# Example 1 - Default Approach

This notebook demonstrates how to use the TX2 dashboard with a sequence classification transformer using the premade huggingface sequence classification models.

In [1]:
%cd -q ..
%load_ext autoreload
%autoreload 2
%matplotlib inline

We enable logging to view the output from `wrapper.prepare()` further down in the notebook. (It's a long running function, and logs which step it's on.)

In [2]:
import logging
logger = logging.getLogger()
logger.setLevel(logging.INFO)

In [3]:
import numpy as np
import torch
from tqdm.notebook import tqdm
from torch.utils.data import Dataset, DataLoader
from transformers import BertTokenizer, BertForSequenceClassification, TrainingArguments, Trainer, DataCollatorWithPadding
from datasets import load_metric
import pandas as pd

In this example notebook, we use the 20 newsgroups dataset, which can be downloaded through sklearn via below:

In [4]:
from sklearn.datasets import fetch_20newsgroups

train_data = fetch_20newsgroups(subset='train')

Data section
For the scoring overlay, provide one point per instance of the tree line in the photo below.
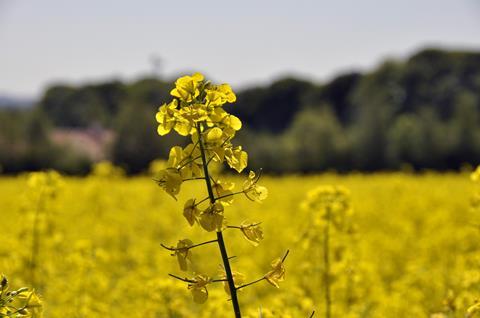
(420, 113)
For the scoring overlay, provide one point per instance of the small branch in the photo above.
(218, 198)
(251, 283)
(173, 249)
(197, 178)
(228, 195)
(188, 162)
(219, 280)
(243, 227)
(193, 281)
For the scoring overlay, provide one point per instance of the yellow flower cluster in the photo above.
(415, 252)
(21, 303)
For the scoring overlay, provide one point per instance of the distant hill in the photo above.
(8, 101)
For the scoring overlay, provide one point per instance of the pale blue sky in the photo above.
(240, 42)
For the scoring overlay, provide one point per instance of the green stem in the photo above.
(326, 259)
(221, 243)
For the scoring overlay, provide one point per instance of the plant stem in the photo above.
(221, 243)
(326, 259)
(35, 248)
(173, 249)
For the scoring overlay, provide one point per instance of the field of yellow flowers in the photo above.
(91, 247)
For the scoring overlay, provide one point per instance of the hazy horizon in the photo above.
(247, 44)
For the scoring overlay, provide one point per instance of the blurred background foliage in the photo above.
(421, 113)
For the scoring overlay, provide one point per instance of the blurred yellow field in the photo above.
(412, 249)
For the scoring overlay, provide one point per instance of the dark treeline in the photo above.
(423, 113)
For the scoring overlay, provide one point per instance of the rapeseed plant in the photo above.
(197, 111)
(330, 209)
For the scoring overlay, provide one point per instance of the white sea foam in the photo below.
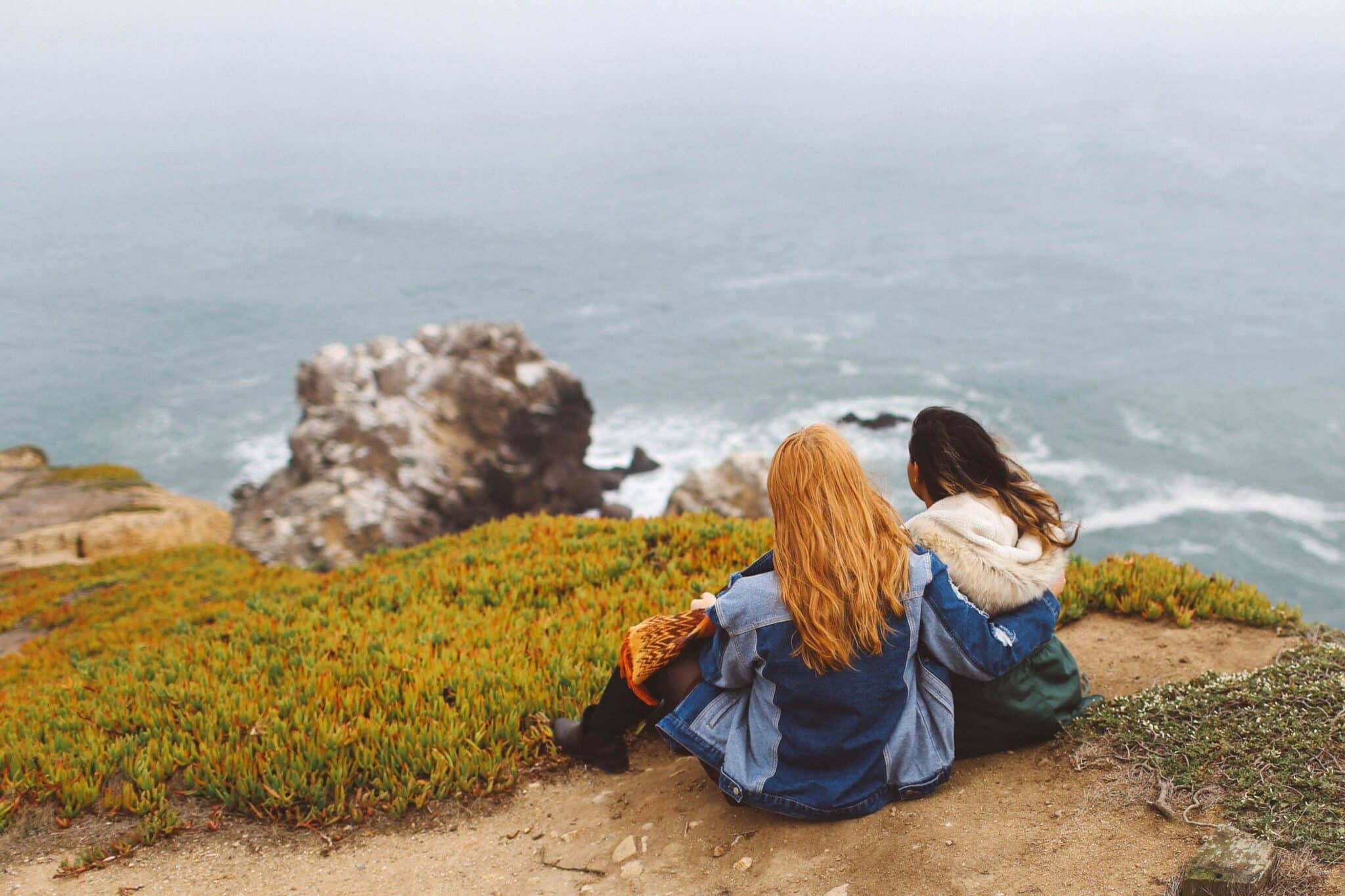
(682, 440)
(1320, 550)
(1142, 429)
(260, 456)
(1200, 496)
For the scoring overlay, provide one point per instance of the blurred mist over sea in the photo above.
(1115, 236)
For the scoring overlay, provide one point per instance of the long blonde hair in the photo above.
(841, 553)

...

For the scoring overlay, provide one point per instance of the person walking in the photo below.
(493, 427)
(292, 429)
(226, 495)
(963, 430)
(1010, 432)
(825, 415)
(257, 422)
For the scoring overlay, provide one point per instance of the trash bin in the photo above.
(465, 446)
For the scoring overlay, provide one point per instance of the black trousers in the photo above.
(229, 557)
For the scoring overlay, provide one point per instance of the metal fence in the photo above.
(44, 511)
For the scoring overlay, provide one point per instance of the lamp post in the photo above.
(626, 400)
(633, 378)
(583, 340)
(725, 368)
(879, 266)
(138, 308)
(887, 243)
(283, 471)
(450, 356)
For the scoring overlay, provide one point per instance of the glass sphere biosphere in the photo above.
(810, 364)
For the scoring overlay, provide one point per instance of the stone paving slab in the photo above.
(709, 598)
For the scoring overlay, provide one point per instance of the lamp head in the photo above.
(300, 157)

--

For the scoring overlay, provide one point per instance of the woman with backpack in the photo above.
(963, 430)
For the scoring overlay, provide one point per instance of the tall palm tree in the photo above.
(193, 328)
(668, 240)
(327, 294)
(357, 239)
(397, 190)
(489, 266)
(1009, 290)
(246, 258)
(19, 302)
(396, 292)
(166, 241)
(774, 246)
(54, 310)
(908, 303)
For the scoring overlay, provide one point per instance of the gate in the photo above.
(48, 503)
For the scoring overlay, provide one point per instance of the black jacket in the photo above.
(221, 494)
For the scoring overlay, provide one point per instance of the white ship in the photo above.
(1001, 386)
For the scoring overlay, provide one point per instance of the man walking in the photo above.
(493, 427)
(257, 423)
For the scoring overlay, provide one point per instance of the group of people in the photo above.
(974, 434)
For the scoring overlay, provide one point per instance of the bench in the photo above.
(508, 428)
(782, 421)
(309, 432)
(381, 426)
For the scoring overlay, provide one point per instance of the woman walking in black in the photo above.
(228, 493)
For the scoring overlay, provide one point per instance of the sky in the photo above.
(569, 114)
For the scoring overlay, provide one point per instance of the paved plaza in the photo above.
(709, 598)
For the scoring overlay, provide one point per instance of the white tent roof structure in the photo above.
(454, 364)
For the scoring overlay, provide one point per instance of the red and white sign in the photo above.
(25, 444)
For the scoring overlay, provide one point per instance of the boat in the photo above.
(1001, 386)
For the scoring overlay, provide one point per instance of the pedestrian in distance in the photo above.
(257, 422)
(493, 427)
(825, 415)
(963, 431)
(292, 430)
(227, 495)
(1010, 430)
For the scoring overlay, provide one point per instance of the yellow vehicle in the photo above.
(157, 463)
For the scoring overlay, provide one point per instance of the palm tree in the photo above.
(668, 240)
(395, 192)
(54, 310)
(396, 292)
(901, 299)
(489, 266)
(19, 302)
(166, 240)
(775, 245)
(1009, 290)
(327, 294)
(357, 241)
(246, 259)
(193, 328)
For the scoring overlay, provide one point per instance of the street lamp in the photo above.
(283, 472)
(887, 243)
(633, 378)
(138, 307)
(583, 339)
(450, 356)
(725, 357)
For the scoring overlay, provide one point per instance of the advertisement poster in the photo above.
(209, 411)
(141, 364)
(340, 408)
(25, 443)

Objective 1
In the notebook excerpt, why is logging turned on before the rest of the code runs? Answer in one to three sentences.
Objective 2
In the records, convert the lines starting with the line containing "distance in the photo above." and going on through the line containing "(1010, 430)" into a JSON list of strings, one string per line, skipping any blank lines.

Task result 1
Logging is turned on so that the output from `wrapper.prepare()` can be seen later in the notebook. That function runs for a long time and logs which step it is on.

Task result 2
[
  "For the scoring overlay, provide one point per instance of the pedestrian in distance in the photo above.",
  "(257, 422)",
  "(493, 427)",
  "(825, 415)",
  "(963, 431)",
  "(292, 430)",
  "(227, 495)",
  "(1010, 430)"
]